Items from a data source
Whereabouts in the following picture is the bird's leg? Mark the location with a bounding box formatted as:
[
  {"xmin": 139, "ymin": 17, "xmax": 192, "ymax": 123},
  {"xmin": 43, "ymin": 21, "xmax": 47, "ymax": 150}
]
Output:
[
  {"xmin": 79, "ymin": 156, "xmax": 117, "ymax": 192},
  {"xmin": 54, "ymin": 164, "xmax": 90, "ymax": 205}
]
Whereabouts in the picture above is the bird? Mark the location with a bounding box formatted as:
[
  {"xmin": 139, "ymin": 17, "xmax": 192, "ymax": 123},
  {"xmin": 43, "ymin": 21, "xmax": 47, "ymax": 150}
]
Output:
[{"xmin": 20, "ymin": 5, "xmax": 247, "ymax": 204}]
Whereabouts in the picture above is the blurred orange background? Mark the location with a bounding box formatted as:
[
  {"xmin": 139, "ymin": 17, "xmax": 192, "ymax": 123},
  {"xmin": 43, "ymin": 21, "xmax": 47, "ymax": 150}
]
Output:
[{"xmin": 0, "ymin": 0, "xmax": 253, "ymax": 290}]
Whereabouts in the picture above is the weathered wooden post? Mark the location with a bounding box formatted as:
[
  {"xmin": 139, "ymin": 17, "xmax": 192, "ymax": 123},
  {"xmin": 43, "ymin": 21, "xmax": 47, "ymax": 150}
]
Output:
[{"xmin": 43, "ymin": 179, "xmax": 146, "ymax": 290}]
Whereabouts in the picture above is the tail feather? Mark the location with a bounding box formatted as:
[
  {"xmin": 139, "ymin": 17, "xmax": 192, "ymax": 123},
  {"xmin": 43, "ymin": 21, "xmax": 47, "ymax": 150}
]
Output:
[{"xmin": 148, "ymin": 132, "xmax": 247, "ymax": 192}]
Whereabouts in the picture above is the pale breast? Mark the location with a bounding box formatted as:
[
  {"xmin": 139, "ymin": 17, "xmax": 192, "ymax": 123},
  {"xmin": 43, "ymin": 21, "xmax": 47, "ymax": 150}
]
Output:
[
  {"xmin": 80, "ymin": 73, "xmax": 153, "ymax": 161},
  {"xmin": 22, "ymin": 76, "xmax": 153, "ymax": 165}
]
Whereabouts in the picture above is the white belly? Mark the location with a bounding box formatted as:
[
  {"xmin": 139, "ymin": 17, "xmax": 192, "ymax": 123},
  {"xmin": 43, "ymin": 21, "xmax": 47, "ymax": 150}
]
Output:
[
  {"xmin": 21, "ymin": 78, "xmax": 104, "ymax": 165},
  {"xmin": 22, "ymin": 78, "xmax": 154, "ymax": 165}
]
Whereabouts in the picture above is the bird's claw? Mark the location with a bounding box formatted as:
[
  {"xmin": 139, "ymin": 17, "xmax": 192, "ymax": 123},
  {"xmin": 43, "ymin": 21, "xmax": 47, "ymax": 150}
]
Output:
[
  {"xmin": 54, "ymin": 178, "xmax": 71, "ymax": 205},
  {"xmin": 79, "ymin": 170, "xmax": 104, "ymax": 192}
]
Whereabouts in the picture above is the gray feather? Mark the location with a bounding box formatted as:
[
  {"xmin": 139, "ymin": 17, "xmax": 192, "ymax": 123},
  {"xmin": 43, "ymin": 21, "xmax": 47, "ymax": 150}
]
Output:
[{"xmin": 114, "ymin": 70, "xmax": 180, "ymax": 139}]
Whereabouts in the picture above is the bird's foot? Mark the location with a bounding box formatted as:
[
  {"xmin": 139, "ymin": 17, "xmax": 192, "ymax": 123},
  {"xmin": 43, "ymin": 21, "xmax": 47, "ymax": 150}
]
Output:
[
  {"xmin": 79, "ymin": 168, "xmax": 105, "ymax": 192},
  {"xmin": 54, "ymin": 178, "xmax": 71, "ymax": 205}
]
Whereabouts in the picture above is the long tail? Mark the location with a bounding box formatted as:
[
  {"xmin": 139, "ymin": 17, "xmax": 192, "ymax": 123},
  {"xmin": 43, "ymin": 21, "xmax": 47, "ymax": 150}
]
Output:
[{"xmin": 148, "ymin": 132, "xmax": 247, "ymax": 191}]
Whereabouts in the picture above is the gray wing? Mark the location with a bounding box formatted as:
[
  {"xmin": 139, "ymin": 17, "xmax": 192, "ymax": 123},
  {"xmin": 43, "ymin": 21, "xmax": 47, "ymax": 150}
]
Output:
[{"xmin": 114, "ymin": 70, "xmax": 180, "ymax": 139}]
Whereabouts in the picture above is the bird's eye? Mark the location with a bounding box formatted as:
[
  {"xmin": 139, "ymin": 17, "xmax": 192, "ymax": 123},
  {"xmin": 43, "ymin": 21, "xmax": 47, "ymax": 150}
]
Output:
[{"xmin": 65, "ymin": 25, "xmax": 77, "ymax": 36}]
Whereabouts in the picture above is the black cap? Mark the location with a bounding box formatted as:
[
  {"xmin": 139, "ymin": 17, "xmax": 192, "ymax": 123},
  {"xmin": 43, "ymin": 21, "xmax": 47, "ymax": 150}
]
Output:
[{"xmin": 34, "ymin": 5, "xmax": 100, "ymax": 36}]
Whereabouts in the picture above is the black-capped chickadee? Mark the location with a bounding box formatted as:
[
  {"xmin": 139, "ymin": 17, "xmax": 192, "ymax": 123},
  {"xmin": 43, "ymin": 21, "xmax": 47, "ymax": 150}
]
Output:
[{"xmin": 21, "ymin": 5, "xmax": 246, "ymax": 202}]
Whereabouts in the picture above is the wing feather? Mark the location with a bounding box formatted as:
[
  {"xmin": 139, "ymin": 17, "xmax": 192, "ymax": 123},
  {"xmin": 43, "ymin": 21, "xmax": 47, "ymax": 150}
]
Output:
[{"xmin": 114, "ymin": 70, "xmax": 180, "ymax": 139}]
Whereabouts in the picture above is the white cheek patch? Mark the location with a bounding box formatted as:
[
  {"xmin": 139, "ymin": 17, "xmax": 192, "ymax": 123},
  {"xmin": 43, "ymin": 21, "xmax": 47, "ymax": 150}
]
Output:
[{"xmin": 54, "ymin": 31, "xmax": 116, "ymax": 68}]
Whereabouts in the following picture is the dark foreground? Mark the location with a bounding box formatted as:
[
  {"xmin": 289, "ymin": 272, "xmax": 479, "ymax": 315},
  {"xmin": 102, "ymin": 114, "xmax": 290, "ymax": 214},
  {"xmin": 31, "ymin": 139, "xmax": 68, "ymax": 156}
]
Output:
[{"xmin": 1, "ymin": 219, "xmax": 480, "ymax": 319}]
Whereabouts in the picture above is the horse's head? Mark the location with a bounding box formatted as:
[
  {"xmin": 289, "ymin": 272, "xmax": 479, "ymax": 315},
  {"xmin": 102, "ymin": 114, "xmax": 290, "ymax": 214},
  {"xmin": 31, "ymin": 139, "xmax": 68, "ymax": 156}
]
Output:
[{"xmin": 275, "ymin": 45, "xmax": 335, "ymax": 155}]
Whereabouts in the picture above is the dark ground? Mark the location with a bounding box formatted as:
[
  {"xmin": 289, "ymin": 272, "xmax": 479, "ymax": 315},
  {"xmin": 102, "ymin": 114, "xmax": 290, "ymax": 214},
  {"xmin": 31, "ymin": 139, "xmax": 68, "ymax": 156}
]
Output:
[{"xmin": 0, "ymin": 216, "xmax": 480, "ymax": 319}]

## Set exercise
Turn all of the records above into a Markdown table with two columns, Row and Line. Put each line in its own numbered row and leave out blank lines.

## Correct response
| Row | Line |
|---|---|
| 1 | Whereabouts in the following picture is the bird's leg? Mark the location with a bounding box formatted as: |
| 2 | [ |
| 3 |   {"xmin": 139, "ymin": 17, "xmax": 192, "ymax": 123}, |
| 4 |   {"xmin": 43, "ymin": 21, "xmax": 47, "ymax": 150} |
| 5 | ] |
| 6 | Output: |
| 7 | [ |
| 8 |   {"xmin": 79, "ymin": 156, "xmax": 117, "ymax": 192}, |
| 9 |   {"xmin": 54, "ymin": 164, "xmax": 90, "ymax": 205} |
| 10 | ] |
| 11 | Whereabouts in the picture above is the bird? Mark the location with a bounding box formatted as: |
| 12 | [ |
| 13 |   {"xmin": 139, "ymin": 17, "xmax": 192, "ymax": 123}, |
| 14 |   {"xmin": 43, "ymin": 21, "xmax": 47, "ymax": 150} |
| 15 | ] |
| 16 | Output: |
| 17 | [{"xmin": 20, "ymin": 5, "xmax": 247, "ymax": 204}] |
| 18 | Whereabouts in the picture above is the blurred orange background? Mark the location with a bounding box formatted as: |
| 19 | [ |
| 20 |   {"xmin": 139, "ymin": 17, "xmax": 192, "ymax": 123}, |
| 21 |   {"xmin": 43, "ymin": 21, "xmax": 47, "ymax": 150} |
| 22 | ] |
| 23 | Output: |
| 24 | [{"xmin": 0, "ymin": 0, "xmax": 253, "ymax": 290}] |
| 25 | Whereabouts in the picture above is the weathered wooden post? Mark the location with a bounding box formatted as: |
| 26 | [ |
| 27 |   {"xmin": 139, "ymin": 17, "xmax": 192, "ymax": 123}, |
| 28 |   {"xmin": 43, "ymin": 21, "xmax": 47, "ymax": 150} |
| 29 | ] |
| 30 | Output: |
| 31 | [{"xmin": 43, "ymin": 179, "xmax": 146, "ymax": 290}] |
| 32 | Whereabouts in the picture above is the tail feather? Mark the location with a bounding box formatted as: |
| 33 | [ |
| 34 |   {"xmin": 139, "ymin": 17, "xmax": 192, "ymax": 123}, |
| 35 |   {"xmin": 43, "ymin": 21, "xmax": 47, "ymax": 150} |
| 36 | ] |
| 37 | Output: |
| 38 | [{"xmin": 148, "ymin": 132, "xmax": 247, "ymax": 192}] |
| 39 | Whereabouts in the picture above is the pale breast? Mark the location with a bounding box formatted as: |
| 40 | [ |
| 41 |   {"xmin": 139, "ymin": 17, "xmax": 192, "ymax": 123}, |
| 42 |   {"xmin": 43, "ymin": 21, "xmax": 47, "ymax": 150} |
| 43 | ] |
| 44 | Output: |
| 45 | [ |
| 46 |   {"xmin": 80, "ymin": 73, "xmax": 153, "ymax": 161}, |
| 47 |   {"xmin": 22, "ymin": 76, "xmax": 153, "ymax": 165} |
| 48 | ] |
| 49 | Whereabouts in the picture above is the white belly? Mark the location with a bounding box formatted as: |
| 50 | [ |
| 51 |   {"xmin": 139, "ymin": 17, "xmax": 192, "ymax": 123}, |
| 52 |   {"xmin": 43, "ymin": 21, "xmax": 47, "ymax": 150} |
| 53 | ] |
| 54 | Output: |
| 55 | [ |
| 56 |   {"xmin": 21, "ymin": 78, "xmax": 104, "ymax": 165}, |
| 57 |   {"xmin": 22, "ymin": 78, "xmax": 154, "ymax": 165} |
| 58 | ] |
| 59 | Whereabouts in the picture above is the bird's claw? Mark the location with a bounding box formatted as: |
| 60 | [ |
| 61 |   {"xmin": 139, "ymin": 17, "xmax": 192, "ymax": 123}, |
| 62 |   {"xmin": 43, "ymin": 21, "xmax": 47, "ymax": 150} |
| 63 | ] |
| 64 | Output: |
| 65 | [ |
| 66 |   {"xmin": 54, "ymin": 178, "xmax": 71, "ymax": 205}, |
| 67 |   {"xmin": 79, "ymin": 170, "xmax": 104, "ymax": 192} |
| 68 | ] |
| 69 | Whereabouts in the picture above is the gray feather? Mark the location with a bounding box formatted as: |
| 70 | [ |
| 71 |   {"xmin": 139, "ymin": 17, "xmax": 192, "ymax": 123}, |
| 72 |   {"xmin": 43, "ymin": 21, "xmax": 47, "ymax": 150} |
| 73 | ] |
| 74 | Output: |
| 75 | [{"xmin": 114, "ymin": 70, "xmax": 180, "ymax": 139}] |
| 76 | Whereabouts in the picture above is the bird's foot? Mark the location with a bounding box formatted as: |
| 77 | [ |
| 78 |   {"xmin": 139, "ymin": 17, "xmax": 192, "ymax": 123}, |
| 79 |   {"xmin": 43, "ymin": 21, "xmax": 47, "ymax": 150} |
| 80 | ] |
| 81 | Output: |
| 82 | [ |
| 83 |   {"xmin": 79, "ymin": 168, "xmax": 105, "ymax": 192}, |
| 84 |   {"xmin": 54, "ymin": 178, "xmax": 71, "ymax": 205} |
| 85 | ] |
| 86 | Whereabouts in the picture above is the long tail? Mark the location with a bounding box formatted as: |
| 87 | [ |
| 88 |   {"xmin": 139, "ymin": 17, "xmax": 192, "ymax": 123}, |
| 89 |   {"xmin": 43, "ymin": 21, "xmax": 47, "ymax": 150} |
| 90 | ] |
| 91 | Output: |
| 92 | [{"xmin": 148, "ymin": 132, "xmax": 247, "ymax": 191}] |
| 93 | Whereabouts in the picture above is the gray wing? Mark the location with a bounding box formatted as: |
| 94 | [ |
| 95 |   {"xmin": 139, "ymin": 17, "xmax": 192, "ymax": 123}, |
| 96 |   {"xmin": 43, "ymin": 21, "xmax": 47, "ymax": 150} |
| 97 | ] |
| 98 | Output: |
| 99 | [{"xmin": 114, "ymin": 70, "xmax": 180, "ymax": 139}] |
| 100 | Whereabouts in the picture above is the bird's eye? Mark the location with a bounding box formatted as: |
| 101 | [ |
| 102 |   {"xmin": 139, "ymin": 17, "xmax": 192, "ymax": 123}, |
| 103 |   {"xmin": 43, "ymin": 21, "xmax": 47, "ymax": 150} |
| 104 | ] |
| 105 | Output: |
| 106 | [{"xmin": 65, "ymin": 25, "xmax": 77, "ymax": 36}] |
| 107 | Whereabouts in the picture above is the black cap? Mark the location with a bounding box formatted as: |
| 108 | [ |
| 109 |   {"xmin": 139, "ymin": 17, "xmax": 192, "ymax": 123}, |
| 110 |   {"xmin": 43, "ymin": 21, "xmax": 47, "ymax": 150} |
| 111 | ] |
| 112 | Output: |
| 113 | [{"xmin": 34, "ymin": 5, "xmax": 100, "ymax": 36}] |
| 114 | Whereabouts in the picture above is the black-capped chickadee? Mark the location with a bounding box formatted as: |
| 115 | [ |
| 116 |   {"xmin": 139, "ymin": 17, "xmax": 192, "ymax": 123}, |
| 117 |   {"xmin": 43, "ymin": 21, "xmax": 47, "ymax": 150} |
| 118 | ] |
| 119 | Output: |
| 120 | [{"xmin": 21, "ymin": 5, "xmax": 246, "ymax": 202}] |
| 121 | Whereabouts in the picture above is the wing feather? Mark the location with a bounding box formatted as: |
| 122 | [ |
| 123 |   {"xmin": 139, "ymin": 17, "xmax": 192, "ymax": 123}, |
| 124 |   {"xmin": 43, "ymin": 21, "xmax": 47, "ymax": 150} |
| 125 | ] |
| 126 | Output: |
| 127 | [{"xmin": 114, "ymin": 70, "xmax": 180, "ymax": 139}] |
| 128 | Whereabouts in the picture above is the white cheek patch? Mark the location with a bounding box formatted as: |
| 129 | [ |
| 130 |   {"xmin": 139, "ymin": 17, "xmax": 192, "ymax": 123}, |
| 131 |   {"xmin": 43, "ymin": 21, "xmax": 47, "ymax": 150} |
| 132 | ] |
| 133 | Output: |
| 134 | [{"xmin": 54, "ymin": 31, "xmax": 116, "ymax": 68}] |
| 135 | Whereabouts in the following picture is the dark foreground? Mark the location with a bounding box formatted as: |
| 136 | [ |
| 137 |   {"xmin": 289, "ymin": 272, "xmax": 479, "ymax": 315}, |
| 138 |   {"xmin": 102, "ymin": 114, "xmax": 290, "ymax": 214}, |
| 139 |   {"xmin": 31, "ymin": 139, "xmax": 68, "ymax": 156} |
| 140 | ] |
| 141 | Output: |
| 142 | [{"xmin": 1, "ymin": 219, "xmax": 480, "ymax": 319}] |
| 143 | Whereabouts in the picture above is the horse's head? Mark the location with a bounding box formatted as: |
| 144 | [ |
| 145 |   {"xmin": 289, "ymin": 272, "xmax": 479, "ymax": 315}, |
| 146 |   {"xmin": 102, "ymin": 114, "xmax": 290, "ymax": 214}, |
| 147 |   {"xmin": 31, "ymin": 139, "xmax": 68, "ymax": 156} |
| 148 | ] |
| 149 | Output: |
| 150 | [{"xmin": 275, "ymin": 45, "xmax": 335, "ymax": 155}] |
| 151 | Whereabouts in the picture above is the dark ground? Mark the location with a bounding box formatted as: |
| 152 | [ |
| 153 |   {"xmin": 289, "ymin": 272, "xmax": 479, "ymax": 315}, |
| 154 |   {"xmin": 102, "ymin": 114, "xmax": 290, "ymax": 214}, |
| 155 |   {"xmin": 31, "ymin": 139, "xmax": 68, "ymax": 156} |
| 156 | ] |
| 157 | Output: |
| 158 | [{"xmin": 0, "ymin": 216, "xmax": 480, "ymax": 319}] |